EXTRACTED MATERIAL ::
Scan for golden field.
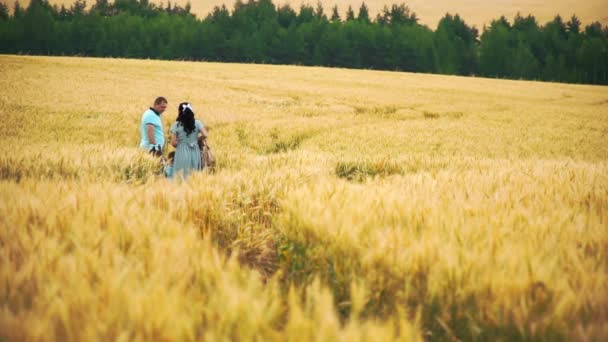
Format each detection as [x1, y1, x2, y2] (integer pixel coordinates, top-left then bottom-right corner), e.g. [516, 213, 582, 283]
[0, 0, 608, 31]
[0, 55, 608, 341]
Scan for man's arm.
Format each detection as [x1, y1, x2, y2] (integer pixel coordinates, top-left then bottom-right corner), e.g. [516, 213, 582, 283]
[146, 124, 156, 145]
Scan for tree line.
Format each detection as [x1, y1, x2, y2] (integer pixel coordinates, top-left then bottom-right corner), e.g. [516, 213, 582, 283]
[0, 0, 608, 84]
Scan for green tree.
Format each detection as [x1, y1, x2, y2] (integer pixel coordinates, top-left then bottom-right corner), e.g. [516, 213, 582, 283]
[330, 5, 342, 23]
[346, 5, 355, 21]
[357, 2, 370, 24]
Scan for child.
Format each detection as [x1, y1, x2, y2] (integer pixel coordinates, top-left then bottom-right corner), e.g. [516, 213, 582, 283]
[163, 151, 175, 179]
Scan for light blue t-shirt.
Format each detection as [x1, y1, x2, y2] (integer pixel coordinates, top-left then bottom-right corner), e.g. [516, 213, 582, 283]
[139, 109, 165, 150]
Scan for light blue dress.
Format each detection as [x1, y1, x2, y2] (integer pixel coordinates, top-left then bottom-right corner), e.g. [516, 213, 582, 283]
[171, 120, 204, 179]
[139, 108, 165, 151]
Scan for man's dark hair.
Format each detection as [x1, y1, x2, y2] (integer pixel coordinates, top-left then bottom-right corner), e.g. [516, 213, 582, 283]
[154, 96, 168, 105]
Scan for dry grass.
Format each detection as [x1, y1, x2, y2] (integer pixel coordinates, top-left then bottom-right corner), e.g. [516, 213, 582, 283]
[0, 56, 608, 341]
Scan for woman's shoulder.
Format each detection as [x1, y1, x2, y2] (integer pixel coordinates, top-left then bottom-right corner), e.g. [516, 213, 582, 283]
[171, 121, 182, 132]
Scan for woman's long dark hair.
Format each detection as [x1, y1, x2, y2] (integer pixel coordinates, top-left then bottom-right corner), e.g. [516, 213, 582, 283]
[176, 102, 194, 134]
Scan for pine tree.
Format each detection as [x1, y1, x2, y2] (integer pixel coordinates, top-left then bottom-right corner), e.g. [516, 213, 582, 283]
[357, 2, 370, 23]
[346, 5, 355, 21]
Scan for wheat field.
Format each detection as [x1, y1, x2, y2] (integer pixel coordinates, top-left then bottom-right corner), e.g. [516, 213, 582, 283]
[0, 55, 608, 341]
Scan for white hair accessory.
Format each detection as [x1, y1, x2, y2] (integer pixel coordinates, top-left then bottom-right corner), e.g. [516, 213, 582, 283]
[182, 103, 194, 113]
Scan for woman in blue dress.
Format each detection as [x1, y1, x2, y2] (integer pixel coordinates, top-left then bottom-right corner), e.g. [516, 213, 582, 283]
[171, 102, 207, 179]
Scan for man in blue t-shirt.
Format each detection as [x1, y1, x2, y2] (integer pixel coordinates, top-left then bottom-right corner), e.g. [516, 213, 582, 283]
[139, 96, 167, 156]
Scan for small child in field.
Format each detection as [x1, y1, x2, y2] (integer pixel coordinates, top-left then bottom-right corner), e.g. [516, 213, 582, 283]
[163, 151, 175, 179]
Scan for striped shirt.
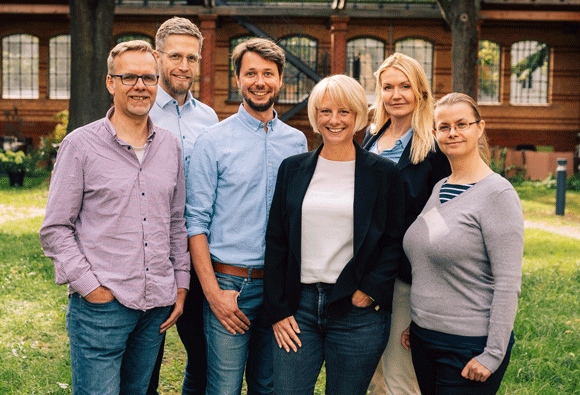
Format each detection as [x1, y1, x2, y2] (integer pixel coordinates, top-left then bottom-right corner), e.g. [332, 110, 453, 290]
[439, 181, 475, 204]
[40, 107, 190, 311]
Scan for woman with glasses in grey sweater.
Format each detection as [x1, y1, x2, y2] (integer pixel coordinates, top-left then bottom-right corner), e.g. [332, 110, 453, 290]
[401, 93, 524, 395]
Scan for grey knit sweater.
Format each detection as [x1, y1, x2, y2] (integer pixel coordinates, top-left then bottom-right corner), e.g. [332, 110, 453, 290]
[403, 173, 524, 372]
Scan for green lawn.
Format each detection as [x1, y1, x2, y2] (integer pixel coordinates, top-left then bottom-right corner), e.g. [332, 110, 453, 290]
[0, 175, 580, 395]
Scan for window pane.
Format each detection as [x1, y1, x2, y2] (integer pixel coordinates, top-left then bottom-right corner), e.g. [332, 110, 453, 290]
[279, 36, 318, 103]
[510, 41, 550, 104]
[48, 34, 70, 99]
[477, 40, 501, 103]
[2, 34, 38, 99]
[395, 38, 433, 87]
[346, 38, 385, 103]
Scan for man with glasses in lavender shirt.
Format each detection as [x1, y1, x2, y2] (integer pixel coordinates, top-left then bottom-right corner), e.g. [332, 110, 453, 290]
[40, 41, 190, 394]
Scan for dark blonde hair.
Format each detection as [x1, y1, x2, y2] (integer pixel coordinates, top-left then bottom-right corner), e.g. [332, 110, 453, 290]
[107, 40, 157, 75]
[371, 52, 435, 164]
[155, 16, 203, 53]
[433, 92, 490, 165]
[308, 74, 368, 133]
[232, 38, 286, 77]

STATED EXERCISE :: Starting at the line that has "Scan for dark blonde hair." and going through the end of the data, write those lines out again, changing "dark blonde hair" to "light brown hair" and leaving everything else as it is.

TASK ANSWER ::
Scan for light brown hair.
Format each detection as [x1, y1, x2, y2] (integer pixel coordinates, top-left then bottom-right corner), e.g. [332, 110, 453, 290]
[107, 40, 157, 75]
[371, 52, 435, 164]
[155, 16, 203, 53]
[433, 92, 490, 165]
[308, 74, 368, 133]
[232, 38, 286, 77]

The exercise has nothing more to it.